## Required tasks
1. In the op-ed about a trip to Spain, rewrite the part that opens with the words containing "Our stay in" and closes with "say the least.", substituting "subway" for "metro" wherever it appears.
2. According to the op-ed about a trip to Spain, how long did the stay in Barcelona last?
3. Carry the op-ed about a trip to Spain forward from the point where it stops.
--- Text passage Enclosed Below ---
Op Ed: A Muslim Perspective On A Trip To Spain; Part 2
by Nida A Imam
The following is part of a series- read the first part here
Every shop we visited in downtown Barcelona had either a South Asian worker or owner. Speaking in Urdu brought a smile to both their faces and ours. One of the Pakistani shop owners told me how he really liked it in Barcelona. “Karachi jaisa mausam hai yahan” (The weather is similar to Karachi) he told me gleefully.
I could not help but search the Internet about the South Asian presence in Spain during the trip. I found a couple of good reads such as a case study on Indian Migration to the region and a Pakistani article in Dawn newspaper- the newspaper I have grown up watching my father read- about the increase of Pakistanis present in Barcelona.
Our stay in Barcelona was about three days and it was definitely not enough. In order to get an authentic experience of the city, we decided to take the bus and metro everywhere in Barcelona. We were indeed pleased by the punctuality of public transportation there. Now and then the metro was a little more packed than we would prefer due to our COVID paranoia, however coming from the US, let alone a red state, we were right away surprised by how well everyone was keeping up with wearing masks. A lot of people were wearing them even outdoors! I was astonished, to say the least.
--- End of Enclosed Text passage ---
--- Source data Enclosed Below ---
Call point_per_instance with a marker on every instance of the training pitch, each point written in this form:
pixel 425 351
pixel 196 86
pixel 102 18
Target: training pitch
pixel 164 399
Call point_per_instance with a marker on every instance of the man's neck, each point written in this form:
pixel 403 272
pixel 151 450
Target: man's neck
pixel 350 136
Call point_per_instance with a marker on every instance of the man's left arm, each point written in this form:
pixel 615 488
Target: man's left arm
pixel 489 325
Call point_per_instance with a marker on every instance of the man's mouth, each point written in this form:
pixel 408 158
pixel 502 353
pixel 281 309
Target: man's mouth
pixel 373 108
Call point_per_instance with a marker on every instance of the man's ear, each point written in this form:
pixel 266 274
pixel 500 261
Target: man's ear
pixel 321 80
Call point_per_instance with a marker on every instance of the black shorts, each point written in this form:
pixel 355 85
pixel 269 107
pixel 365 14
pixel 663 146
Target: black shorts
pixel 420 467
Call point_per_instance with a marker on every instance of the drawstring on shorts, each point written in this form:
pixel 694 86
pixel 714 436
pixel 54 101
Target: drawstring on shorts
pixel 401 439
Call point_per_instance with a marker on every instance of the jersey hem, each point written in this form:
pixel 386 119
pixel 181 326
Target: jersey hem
--- End of Enclosed Source data ---
## Numbered answers
1.
Our stay in Barcelona was about three days and it was definitely not enough. In order to get an authentic experience of the city, we decided to take the bus and subway everywhere in Barcelona. We were indeed pleased by the punctuality of public transportation there. Now and then the subway was a little more packed than we would prefer due to our COVID paranoia, however coming from the US, let alone a red state, we were right away surprised by how well everyone was keeping up with wearing masks. A lot of people were wearing them even outdoors! I was astonished, to say the least.

2. About three days.

3.
Another way we made sure we could maximize our experience in Barcelona was by staying close to the well-known La Rambla, a street in Barcelona that divides Barri Gòtic (the Gothic Quarter) from other neighborhoods of Barcelona.
I was astonished by the unique and colorful architecture existing in the city. The renowned Spanish architect, Antoni Gaudi (1852-1926), influenced and contributed to a lot of it. Gaudi’s Parc Güell is a must-see to experience the 20th century’s Catalan modernism movement style. Gaudi’s work is known for its use of a range of textures while incorporating colorful mosaics.
We also visited his most famous accomplishment and design, La Sagrada Familia, a beautiful church that he was not able to complete. But the construction of Sagrada Familia went on past his death and is still under construction inspired by his plans and vision. The construction for the church has been in construction for more than 135 years and is anticipated to be completed by 2026, which may be further delayed due to-yes you guessed it- COVID.
Besides the architecture in the city, we were able to enjoy the relaxed seaside ambiance of La Barceloneta district, not to be confused with Barceloneta Miami, the Spanish-inspired neighborhood in Miami. La Barceloneta is a neighborhood very close to the Gothic Quarter and has some amazing views of the Mediterranean Sea. I was able to meet a handful of hijabis who I helped with their pictures, and they returned the favor.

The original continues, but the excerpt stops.